OPDRACHTEN:
1 > Neem uit de tekst over het loonzakje het gedeelte letterlijk over dat begint bij de woorden "De micro-economie van" en eindigt na de woorden "24 cent, daaromtrent.".
2 > Som alle gezinsleden op die de tekst over het loonzakje noemt.

==== AANGELEVERDE TEKST

De micro-economie van ons gezin – Vader, Moeder, drie bloedjes van kinderen – draaide grotendeels op de arbeidsinzet van Vader. Dat leverde hem wekelijks een loonzakje op. Een echt zakje, formaat ansichtkaart, van knisperend bruin papier. Daarin het loonbriefje met gewerkte uren en het bedrag dat de baas er voor over had, nauwkeurig afgeteld, geen cent teveel. Het gaat over bedragen in de grootte van 67 gulden en 24 cent, daaromtrent.
Bij thuiskomst droeg Vader het loonzakje meteen over aan Moeder. Zij bewaarde het op een vaste plaats in de servieskast, verstopt in een tweedelige porseleinen botervloot, met deksel. Die botervloot maakte deel uit van een vrolijk huwelijksservies met bloemetjesdessin, jaren ’50. Met het loonzakje kon Moeder krap een week huishouden financieren. Dat was dan inclusief kortlopende schulden bij de middenstand in onze straat, zoals de Slager op de hoek en de Sierkan (melk, kaas e.d.) aan de overkant. Naarmate de week vorderde, moesten we de boodschapjes vaker laten opschrijven. De week duurde meestal langer dan het loonzakje.

========
==== UITTREKSEL GEGEVENS

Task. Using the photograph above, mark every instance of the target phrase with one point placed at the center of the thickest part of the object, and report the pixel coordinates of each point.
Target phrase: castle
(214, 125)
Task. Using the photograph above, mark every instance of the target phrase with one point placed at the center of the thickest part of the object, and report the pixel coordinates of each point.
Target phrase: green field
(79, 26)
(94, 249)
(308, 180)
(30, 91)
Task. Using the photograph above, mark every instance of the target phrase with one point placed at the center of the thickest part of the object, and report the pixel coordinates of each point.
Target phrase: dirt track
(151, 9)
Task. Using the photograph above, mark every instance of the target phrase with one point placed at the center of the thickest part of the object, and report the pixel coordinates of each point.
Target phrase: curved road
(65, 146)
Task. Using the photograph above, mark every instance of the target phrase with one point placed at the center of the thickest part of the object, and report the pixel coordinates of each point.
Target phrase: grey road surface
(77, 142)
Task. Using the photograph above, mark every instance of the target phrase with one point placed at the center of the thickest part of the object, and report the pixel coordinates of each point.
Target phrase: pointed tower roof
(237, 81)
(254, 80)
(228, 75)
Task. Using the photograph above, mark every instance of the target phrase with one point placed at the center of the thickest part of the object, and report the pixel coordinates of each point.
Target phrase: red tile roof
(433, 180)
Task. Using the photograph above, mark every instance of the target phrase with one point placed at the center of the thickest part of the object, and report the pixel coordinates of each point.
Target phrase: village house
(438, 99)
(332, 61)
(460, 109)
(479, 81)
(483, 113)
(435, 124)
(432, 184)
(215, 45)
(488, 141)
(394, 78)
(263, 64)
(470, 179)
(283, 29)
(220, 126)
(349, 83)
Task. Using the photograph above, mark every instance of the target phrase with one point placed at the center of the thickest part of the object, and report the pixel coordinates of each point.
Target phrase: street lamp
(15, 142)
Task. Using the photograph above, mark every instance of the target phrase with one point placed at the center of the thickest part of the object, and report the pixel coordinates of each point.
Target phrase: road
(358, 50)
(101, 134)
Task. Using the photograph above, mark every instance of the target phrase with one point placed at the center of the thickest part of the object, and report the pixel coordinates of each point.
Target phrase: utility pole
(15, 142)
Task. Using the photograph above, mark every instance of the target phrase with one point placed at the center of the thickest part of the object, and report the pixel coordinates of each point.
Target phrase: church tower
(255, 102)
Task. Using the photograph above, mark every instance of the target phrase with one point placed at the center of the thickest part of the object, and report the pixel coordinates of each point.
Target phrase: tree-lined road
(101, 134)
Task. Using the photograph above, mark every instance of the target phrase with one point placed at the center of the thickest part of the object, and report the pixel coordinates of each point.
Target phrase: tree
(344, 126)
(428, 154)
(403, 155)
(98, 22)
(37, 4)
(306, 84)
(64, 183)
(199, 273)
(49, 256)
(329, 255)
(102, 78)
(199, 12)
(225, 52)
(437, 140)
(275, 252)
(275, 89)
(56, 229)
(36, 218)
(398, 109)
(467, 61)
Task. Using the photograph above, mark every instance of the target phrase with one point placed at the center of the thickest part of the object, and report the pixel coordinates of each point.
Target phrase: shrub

========

ANTWOORDEN:
1 >
De micro-economie van ons gezin – Vader, Moeder, drie bloedjes van kinderen – draaide grotendeels op de arbeidsinzet van Vader. Dat leverde hem wekelijks een loonzakje op. Een echt zakje, formaat ansichtkaart, van knisperend bruin papier. Daarin het loonbriefje met gewerkte uren en het bedrag dat de baas er voor over had, nauwkeurig afgeteld, geen cent teveel. Het gaat over bedragen in de grootte van 67 gulden en 24 cent, daaromtrent.

2 > Vader, Moeder en drie kinderen.